▶ **Exercise goal**: Write out all of the records below word for word, omitting the pictures.

(Records taken from a dataset)
#####
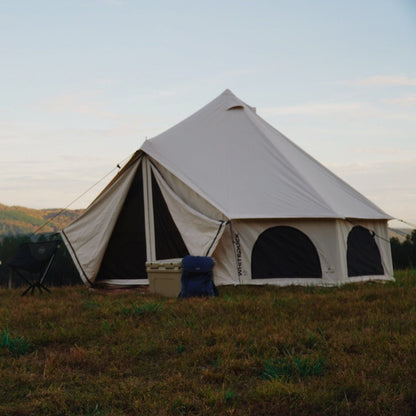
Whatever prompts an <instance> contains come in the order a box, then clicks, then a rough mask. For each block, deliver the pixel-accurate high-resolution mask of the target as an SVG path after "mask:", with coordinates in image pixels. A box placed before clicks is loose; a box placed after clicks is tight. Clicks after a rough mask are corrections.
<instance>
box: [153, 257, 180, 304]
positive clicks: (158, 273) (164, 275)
mask: <svg viewBox="0 0 416 416" xmlns="http://www.w3.org/2000/svg"><path fill="white" fill-rule="evenodd" d="M146 272H147V277H148V279H149V289H150V292H152V293H157V294H158V295H162V296H166V297H168V298H176V297H178V295H179V293H180V292H181V276H182V259H181V258H180V259H166V260H156V261H152V262H146Z"/></svg>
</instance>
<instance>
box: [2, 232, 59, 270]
mask: <svg viewBox="0 0 416 416" xmlns="http://www.w3.org/2000/svg"><path fill="white" fill-rule="evenodd" d="M59 243H60V241H59V240H51V241H42V242H37V243H23V244H21V245H20V246H19V249H18V250H17V252H16V253H15V255H14V256H13V258H12V259H11V260H10V261H9V262H7V264H8V265H9V266H11V267H15V268H17V269H21V270H25V271H27V272H33V273H34V272H40V271H41V270H42V269H43V268H44V267H46V266H47V265H48V263H49V261H50V259H51V257H52V256H53V255H54V254H55V253H56V250H57V249H58V247H59Z"/></svg>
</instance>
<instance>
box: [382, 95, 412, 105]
mask: <svg viewBox="0 0 416 416" xmlns="http://www.w3.org/2000/svg"><path fill="white" fill-rule="evenodd" d="M383 103H386V104H393V105H405V106H413V105H416V94H411V95H405V96H403V97H397V98H386V99H384V100H383Z"/></svg>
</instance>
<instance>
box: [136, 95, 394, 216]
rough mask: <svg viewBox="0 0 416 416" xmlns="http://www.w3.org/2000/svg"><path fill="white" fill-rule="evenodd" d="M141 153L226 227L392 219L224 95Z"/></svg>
mask: <svg viewBox="0 0 416 416" xmlns="http://www.w3.org/2000/svg"><path fill="white" fill-rule="evenodd" d="M141 149H142V150H143V151H144V152H145V153H147V154H148V155H149V156H150V157H152V158H153V159H155V160H156V161H157V162H159V163H160V164H162V165H163V166H165V167H166V168H167V169H169V170H170V171H171V172H172V173H173V174H175V175H176V176H177V177H178V178H180V179H181V180H182V181H183V182H185V183H186V184H187V185H188V186H189V187H191V188H192V189H193V190H195V191H197V192H198V193H200V194H201V195H202V196H203V197H204V198H205V199H206V200H207V201H209V202H210V203H211V204H213V205H214V206H215V207H217V208H218V209H219V210H220V211H222V212H223V213H224V214H225V215H226V216H227V217H228V218H231V219H237V218H366V219H370V218H371V219H391V218H392V217H390V216H389V215H388V214H386V213H385V212H383V211H382V210H381V209H380V208H378V207H377V206H376V205H374V204H373V203H372V202H370V201H369V200H368V199H367V198H365V197H364V196H363V195H361V194H360V193H359V192H357V191H356V190H354V189H353V188H352V187H350V186H349V185H348V184H346V183H345V182H344V181H342V180H341V179H340V178H338V177H337V176H336V175H334V174H333V173H332V172H330V171H329V170H328V169H326V168H325V167H324V166H322V165H321V164H320V163H319V162H317V161H316V160H315V159H313V158H312V157H311V156H309V155H308V154H307V153H305V152H304V151H303V150H302V149H300V148H299V147H298V146H296V145H295V144H294V143H293V142H291V141H290V140H289V139H288V138H286V137H285V136H284V135H283V134H281V133H280V132H279V131H277V130H276V129H275V128H273V127H272V126H271V125H269V124H268V123H267V122H266V121H264V120H263V119H262V118H261V117H259V116H258V115H257V114H256V112H255V109H254V108H253V107H250V106H248V105H247V104H246V103H244V102H243V101H241V100H240V99H239V98H237V97H236V96H235V95H234V94H233V93H232V92H231V91H230V90H225V91H224V92H223V93H222V94H221V95H220V96H218V97H217V98H216V99H214V100H213V101H211V102H210V103H208V104H207V105H206V106H205V107H203V108H202V109H201V110H199V111H197V112H196V113H194V114H193V115H191V116H190V117H188V118H187V119H185V120H183V121H182V122H180V123H179V124H177V125H175V126H174V127H172V128H170V129H169V130H167V131H166V132H164V133H162V134H160V135H158V136H156V137H154V138H152V139H150V140H146V141H145V142H144V144H143V146H142V148H141Z"/></svg>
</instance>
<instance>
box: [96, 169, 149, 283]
mask: <svg viewBox="0 0 416 416" xmlns="http://www.w3.org/2000/svg"><path fill="white" fill-rule="evenodd" d="M145 264H146V239H145V231H144V209H143V175H142V169H138V170H137V174H136V177H135V178H134V180H133V183H132V185H131V187H130V190H129V192H128V194H127V197H126V200H125V201H124V204H123V208H122V209H121V212H120V215H119V217H118V220H117V223H116V225H115V227H114V231H113V233H112V235H111V238H110V241H109V243H108V246H107V249H106V252H105V255H104V258H103V261H102V263H101V266H100V270H99V272H98V275H97V279H96V281H97V282H98V281H99V280H104V279H147V275H146V266H145Z"/></svg>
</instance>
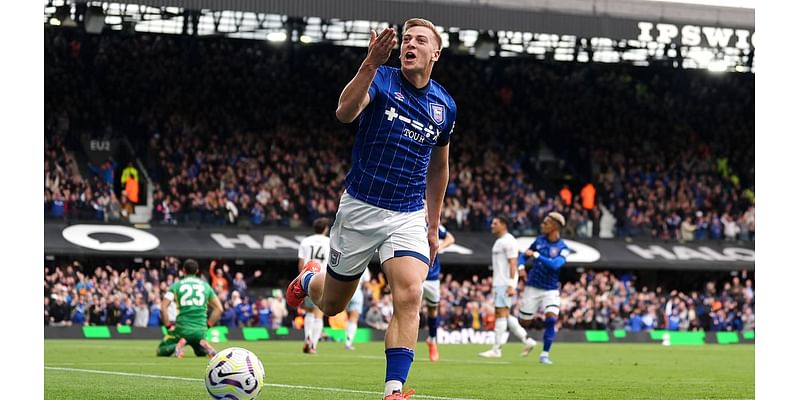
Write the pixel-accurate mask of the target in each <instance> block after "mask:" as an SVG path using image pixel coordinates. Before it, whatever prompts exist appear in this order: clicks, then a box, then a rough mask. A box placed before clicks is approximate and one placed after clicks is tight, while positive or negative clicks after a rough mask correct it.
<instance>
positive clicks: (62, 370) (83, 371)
mask: <svg viewBox="0 0 800 400" xmlns="http://www.w3.org/2000/svg"><path fill="white" fill-rule="evenodd" d="M44 369H51V370H55V371H69V372H86V373H90V374H102V375H118V376H133V377H138V378H155V379H171V380H176V381H189V382H203V379H200V378H185V377H182V376H166V375H149V374H134V373H130V372H115V371H99V370H94V369H80V368H61V367H47V366H46V367H44ZM264 386H269V387H278V388H287V389H305V390H319V391H323V392H339V393H358V394H374V395H380V396H382V395H383V392H372V391H368V390H353V389H340V388H328V387H319V386H303V385H286V384H282V383H265V384H264ZM414 397H417V398H420V399H434V400H477V399H467V398H459V397H441V396H426V395H422V394H415V395H414Z"/></svg>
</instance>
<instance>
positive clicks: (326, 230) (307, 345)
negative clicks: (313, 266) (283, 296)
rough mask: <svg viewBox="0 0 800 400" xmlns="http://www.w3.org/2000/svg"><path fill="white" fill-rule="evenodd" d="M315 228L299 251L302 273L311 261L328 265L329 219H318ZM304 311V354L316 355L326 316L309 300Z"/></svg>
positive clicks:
#####
▶ **Exercise solution**:
Whatever prompts an <instance> contains come in the order a box, then clicks, then a rough mask. For each block, deliver the pixel-accurate high-resolution mask of the target as an SVG path after "mask:", with coordinates in image pixels. A box placed before clicks is loose; a box placed after clicks is tight. Clicks after a rough mask are corrections.
<instance>
box: [153, 257, 180, 304]
positive clicks: (158, 273) (164, 275)
mask: <svg viewBox="0 0 416 416" xmlns="http://www.w3.org/2000/svg"><path fill="white" fill-rule="evenodd" d="M146 272H147V277H148V279H149V289H150V292H152V293H157V294H158V295H162V296H166V297H168V298H176V297H178V295H179V293H180V292H181V276H182V259H181V258H180V259H166V260H156V261H152V262H146Z"/></svg>
</instance>
<instance>
box: [2, 232, 59, 270]
mask: <svg viewBox="0 0 416 416" xmlns="http://www.w3.org/2000/svg"><path fill="white" fill-rule="evenodd" d="M59 243H60V241H59V240H51V241H42V242H37V243H23V244H21V245H20V246H19V249H18V250H17V252H16V253H15V255H14V256H13V258H12V259H11V260H10V261H9V262H7V264H8V265H9V266H11V267H15V268H17V269H21V270H25V271H27V272H33V273H34V272H40V271H41V270H42V269H43V268H44V267H46V266H47V265H48V263H49V261H50V259H51V257H52V256H53V255H54V254H55V253H56V250H57V249H58V247H59Z"/></svg>
</instance>
<instance>
box: [382, 95, 412, 105]
mask: <svg viewBox="0 0 416 416" xmlns="http://www.w3.org/2000/svg"><path fill="white" fill-rule="evenodd" d="M383 103H386V104H393V105H405V106H413V105H416V94H411V95H405V96H403V97H397V98H386V99H384V100H383Z"/></svg>
</instance>
<instance>
box: [136, 95, 394, 216]
rough mask: <svg viewBox="0 0 416 416" xmlns="http://www.w3.org/2000/svg"><path fill="white" fill-rule="evenodd" d="M141 153L226 227L392 219L224 95Z"/></svg>
mask: <svg viewBox="0 0 416 416" xmlns="http://www.w3.org/2000/svg"><path fill="white" fill-rule="evenodd" d="M141 149H142V150H143V151H144V152H145V153H147V154H148V155H149V156H150V157H152V158H153V159H155V160H156V161H157V162H159V163H160V164H162V165H163V166H165V167H166V168H167V169H169V170H170V171H171V172H172V173H173V174H175V175H176V176H177V177H178V178H180V179H181V180H182V181H183V182H185V183H186V184H187V185H188V186H189V187H191V188H192V189H193V190H195V191H197V192H198V193H200V194H201V195H202V196H203V197H204V198H205V199H206V200H207V201H209V202H210V203H211V204H213V205H214V206H215V207H217V208H218V209H219V210H220V211H222V212H223V213H224V214H225V215H226V216H227V217H228V218H231V219H237V218H366V219H370V218H371V219H391V218H392V217H390V216H389V215H388V214H386V213H385V212H383V211H382V210H381V209H380V208H378V207H377V206H376V205H374V204H373V203H372V202H370V201H369V200H368V199H367V198H365V197H364V196H363V195H361V194H360V193H359V192H357V191H356V190H354V189H353V188H352V187H350V186H349V185H348V184H346V183H345V182H344V181H342V180H341V179H340V178H338V177H337V176H336V175H334V174H333V173H332V172H330V171H329V170H328V169H326V168H325V167H324V166H322V165H321V164H320V163H319V162H317V161H316V160H315V159H313V158H312V157H311V156H309V155H308V154H307V153H305V152H304V151H303V150H302V149H300V148H299V147H298V146H296V145H295V144H294V143H293V142H291V141H290V140H289V139H288V138H286V137H285V136H284V135H283V134H281V133H280V132H279V131H277V130H276V129H275V128H273V127H272V126H271V125H269V124H268V123H267V122H266V121H264V120H263V119H262V118H261V117H259V116H258V115H257V114H256V112H255V109H254V108H253V107H250V106H248V105H247V104H246V103H244V102H243V101H241V100H240V99H239V98H237V97H236V96H235V95H234V94H233V93H232V92H231V91H230V90H225V91H224V92H223V93H222V94H221V95H220V96H218V97H217V98H216V99H214V100H213V101H211V102H210V103H208V104H207V105H206V106H205V107H203V108H202V109H201V110H199V111H197V112H196V113H194V114H193V115H191V116H190V117H188V118H187V119H185V120H183V121H182V122H180V123H179V124H177V125H175V126H174V127H172V128H170V129H169V130H167V131H166V132H164V133H162V134H160V135H158V136H156V137H154V138H152V139H150V140H146V141H145V142H144V144H143V146H142V148H141Z"/></svg>
</instance>
<instance>
box: [96, 169, 149, 283]
mask: <svg viewBox="0 0 416 416" xmlns="http://www.w3.org/2000/svg"><path fill="white" fill-rule="evenodd" d="M145 264H146V239H145V231H144V209H143V175H142V169H138V170H137V174H136V177H135V178H134V180H133V183H132V185H131V187H130V190H129V192H128V194H127V197H126V200H125V201H124V204H123V208H122V209H121V212H120V215H119V217H118V220H117V223H116V225H115V227H114V231H113V233H112V235H111V238H110V241H109V243H108V246H107V249H106V252H105V255H104V258H103V261H102V263H101V266H100V270H99V272H98V275H97V279H96V281H97V282H98V281H99V280H104V279H147V275H146V266H145Z"/></svg>
</instance>
Write the pixel-accurate mask of the target in each <instance> block after "mask:" as an SVG path using image pixel coordinates. Before it, whatever prompts exist appear in this order: clicks, then a box, then a rough mask. A box placed before clicks is approximate and one placed after clicks is tight, while positive or negative clicks after a rough mask correct it.
<instance>
positive clicks: (62, 370) (83, 371)
mask: <svg viewBox="0 0 800 400" xmlns="http://www.w3.org/2000/svg"><path fill="white" fill-rule="evenodd" d="M44 369H51V370H55V371H69V372H86V373H90V374H102V375H118V376H133V377H138V378H155V379H171V380H176V381H189V382H203V379H200V378H185V377H182V376H166V375H149V374H134V373H130V372H115V371H99V370H94V369H80V368H61V367H47V366H46V367H44ZM264 386H269V387H278V388H287V389H305V390H319V391H323V392H339V393H358V394H374V395H380V396H382V395H383V392H372V391H368V390H353V389H340V388H328V387H319V386H303V385H286V384H282V383H265V384H264ZM414 397H417V398H420V399H434V400H477V399H467V398H459V397H441V396H426V395H422V394H415V395H414Z"/></svg>
</instance>
<instance>
positive clicks: (326, 230) (307, 345)
negative clicks: (313, 266) (283, 296)
rough mask: <svg viewBox="0 0 800 400" xmlns="http://www.w3.org/2000/svg"><path fill="white" fill-rule="evenodd" d="M315 228L299 251L302 273L311 261L328 265L329 219H318ZM304 311V354L316 355L326 316L309 300Z"/></svg>
positive clicks:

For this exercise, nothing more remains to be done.